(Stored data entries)
————
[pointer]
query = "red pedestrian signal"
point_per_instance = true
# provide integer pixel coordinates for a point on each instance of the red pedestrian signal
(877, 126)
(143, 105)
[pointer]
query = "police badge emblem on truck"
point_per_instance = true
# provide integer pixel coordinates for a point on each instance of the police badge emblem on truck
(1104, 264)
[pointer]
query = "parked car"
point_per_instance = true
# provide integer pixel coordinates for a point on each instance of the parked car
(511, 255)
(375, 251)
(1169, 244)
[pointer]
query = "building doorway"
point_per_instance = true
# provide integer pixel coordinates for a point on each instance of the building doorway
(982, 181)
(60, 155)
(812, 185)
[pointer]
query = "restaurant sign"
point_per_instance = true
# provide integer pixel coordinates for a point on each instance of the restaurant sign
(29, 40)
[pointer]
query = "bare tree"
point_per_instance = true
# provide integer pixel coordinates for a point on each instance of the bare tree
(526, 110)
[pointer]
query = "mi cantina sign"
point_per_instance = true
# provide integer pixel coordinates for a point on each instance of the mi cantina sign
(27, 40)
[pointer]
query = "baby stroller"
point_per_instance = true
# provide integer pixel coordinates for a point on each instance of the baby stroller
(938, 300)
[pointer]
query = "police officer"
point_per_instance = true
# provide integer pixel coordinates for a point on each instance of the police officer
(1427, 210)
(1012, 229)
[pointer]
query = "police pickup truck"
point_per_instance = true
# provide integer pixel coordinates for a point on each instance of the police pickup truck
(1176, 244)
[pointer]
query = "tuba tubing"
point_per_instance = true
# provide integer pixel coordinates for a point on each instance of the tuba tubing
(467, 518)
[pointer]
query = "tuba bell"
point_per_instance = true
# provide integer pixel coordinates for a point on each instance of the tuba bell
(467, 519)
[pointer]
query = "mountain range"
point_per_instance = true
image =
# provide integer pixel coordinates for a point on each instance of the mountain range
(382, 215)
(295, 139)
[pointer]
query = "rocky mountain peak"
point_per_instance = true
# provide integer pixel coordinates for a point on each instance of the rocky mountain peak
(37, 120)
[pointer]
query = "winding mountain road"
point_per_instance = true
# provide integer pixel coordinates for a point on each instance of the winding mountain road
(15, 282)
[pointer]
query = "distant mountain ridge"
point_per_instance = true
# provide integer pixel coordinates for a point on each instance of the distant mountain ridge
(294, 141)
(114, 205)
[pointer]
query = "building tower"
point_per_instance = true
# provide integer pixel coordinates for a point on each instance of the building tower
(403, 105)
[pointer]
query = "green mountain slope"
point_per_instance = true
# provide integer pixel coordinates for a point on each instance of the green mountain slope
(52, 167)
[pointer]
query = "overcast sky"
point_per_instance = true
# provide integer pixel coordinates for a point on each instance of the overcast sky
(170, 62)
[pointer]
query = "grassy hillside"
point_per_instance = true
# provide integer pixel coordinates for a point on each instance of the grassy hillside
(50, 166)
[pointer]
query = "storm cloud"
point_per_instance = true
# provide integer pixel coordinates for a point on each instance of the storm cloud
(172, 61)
————
* Exercise objective: Copy all of the entries above exactly as shown.

* Finished exercise:
[pointer]
query = "red pedestrian signal"
point_per_instance = true
# provide integer pixel coordinates for a point on each instance of the red pedestrian signal
(877, 126)
(143, 105)
[pointer]
query = "police badge emblem on truck"
point_per_instance = true
# provide integer pixel coordinates for a point on each instance of the police badge emblem on truck
(1104, 264)
[pointer]
query = "parked car"
point_per_instance = true
# provide integer pixel coordinates for a point on each instance of the parked car
(511, 255)
(375, 251)
(1169, 244)
[pointer]
query = "building doorway"
point_per_instance = true
# provide integer pixel coordinates for a point on each instance of the building doorway
(982, 181)
(60, 155)
(812, 185)
[pointer]
query = "restaurant sign"
point_per_instance = true
# provide integer pixel coordinates for a point on each instance of the restaurant sign
(29, 40)
[pointer]
query = "bare tree"
point_per_instance = true
# provide integer pixel coordinates for a point on each instance of the bare tree
(526, 110)
[pointer]
query = "mi cantina sign"
point_per_instance = true
# provide integer pixel coordinates for a point on each instance of the mi cantina sign
(27, 40)
[pointer]
query = "baby stroller"
point_per_instance = true
# provide integer pixel coordinates for a point on each instance of the baby stroller
(938, 300)
[pointer]
query = "police officer"
point_per_instance = true
# provide integer pixel coordinates for a point on each instance of the police officer
(1427, 210)
(1012, 229)
[pointer]
query = "police pickup truck"
point_per_instance = true
# provide integer pixel coordinates for a point on each instance of the police pickup truck
(1176, 244)
[pointer]
query = "tuba tubing"
point_per_instance = true
# provide integer pixel coordinates for a point on each instance of the tuba tubing
(467, 518)
[pointer]
query = "tuba bell"
point_per_instance = true
# provide integer pixel coordinates for a point on each instance of the tuba bell
(467, 519)
[pointer]
query = "mountain range"
point_per_instance = true
image =
# provide integer pixel coordinates for a point on each instance of the mountain range
(382, 215)
(295, 139)
[pointer]
query = "rocky mountain peak"
point_per_instance = true
# provide integer pixel coordinates for a point on each instance of the rocky mountain peak
(37, 120)
[pointer]
query = "winding mountain road"
point_per_instance = true
# provide integer pixel coordinates for a point on each instance of the winding mountain road
(15, 282)
[pointer]
query = "distant mountain ridge"
point_per_instance = true
# provide integer pixel coordinates for a point on each instance of the distant mountain ridge
(294, 141)
(114, 205)
[pointer]
query = "building tower"
point_per_instance = true
# provide integer pixel coordinates for a point on each instance of the building tower
(403, 105)
[pointer]
query = "green mountain slope"
point_per_instance = true
# provide integer pixel coordinates for a point on each instance of the green mountain slope
(52, 167)
[pointer]
query = "overcast sky"
point_per_instance = true
# provide integer pixel coordinates for a point on each instance of the overcast sky
(170, 62)
[pointer]
query = "grassy hillside"
point_per_instance = true
# provide integer pixel coordinates for a point on each instance of the grassy hillside
(50, 166)
[pointer]
query = "storm cloud"
point_per_instance = true
# provide integer pixel coordinates for a point on each instance of the storm cloud
(172, 61)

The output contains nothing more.